[begin Data section]

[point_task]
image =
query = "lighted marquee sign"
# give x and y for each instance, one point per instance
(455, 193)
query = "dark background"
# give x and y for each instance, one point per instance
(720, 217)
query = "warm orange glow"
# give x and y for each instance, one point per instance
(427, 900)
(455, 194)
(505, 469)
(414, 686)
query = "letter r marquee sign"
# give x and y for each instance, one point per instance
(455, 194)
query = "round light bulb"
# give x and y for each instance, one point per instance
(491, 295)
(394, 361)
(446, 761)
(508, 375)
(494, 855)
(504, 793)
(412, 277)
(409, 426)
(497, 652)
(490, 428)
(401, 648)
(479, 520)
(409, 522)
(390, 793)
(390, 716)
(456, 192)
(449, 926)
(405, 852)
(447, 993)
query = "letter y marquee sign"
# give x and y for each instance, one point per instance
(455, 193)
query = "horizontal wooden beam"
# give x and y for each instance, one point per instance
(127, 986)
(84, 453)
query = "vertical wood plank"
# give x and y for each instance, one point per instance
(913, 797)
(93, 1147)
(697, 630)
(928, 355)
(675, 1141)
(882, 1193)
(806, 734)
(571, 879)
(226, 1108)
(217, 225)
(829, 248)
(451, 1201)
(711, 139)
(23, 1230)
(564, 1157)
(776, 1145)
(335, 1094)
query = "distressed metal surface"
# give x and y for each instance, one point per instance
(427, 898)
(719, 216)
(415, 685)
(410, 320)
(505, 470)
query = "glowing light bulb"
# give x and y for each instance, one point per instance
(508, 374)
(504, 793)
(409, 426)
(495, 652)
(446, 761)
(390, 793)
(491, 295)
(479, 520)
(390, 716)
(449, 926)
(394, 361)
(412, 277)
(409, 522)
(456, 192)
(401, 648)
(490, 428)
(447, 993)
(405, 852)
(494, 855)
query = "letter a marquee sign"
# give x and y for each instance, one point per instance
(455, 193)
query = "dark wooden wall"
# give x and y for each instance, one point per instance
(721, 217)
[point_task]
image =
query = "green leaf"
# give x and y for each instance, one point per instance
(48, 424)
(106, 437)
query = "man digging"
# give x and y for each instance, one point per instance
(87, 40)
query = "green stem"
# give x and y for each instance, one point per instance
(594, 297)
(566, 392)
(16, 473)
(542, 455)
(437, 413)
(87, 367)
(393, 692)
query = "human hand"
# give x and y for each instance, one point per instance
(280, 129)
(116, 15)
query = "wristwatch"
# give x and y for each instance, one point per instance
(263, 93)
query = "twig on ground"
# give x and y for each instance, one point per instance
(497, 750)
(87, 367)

[end Data section]

#### Job:
Report each line above that contains the string "marquee", treating uppercase and lowercase as distinct.

#### The response:
query = "lighted marquee sign"
query = "letter r marquee sign"
query = "letter y marquee sign"
query = "letter a marquee sign"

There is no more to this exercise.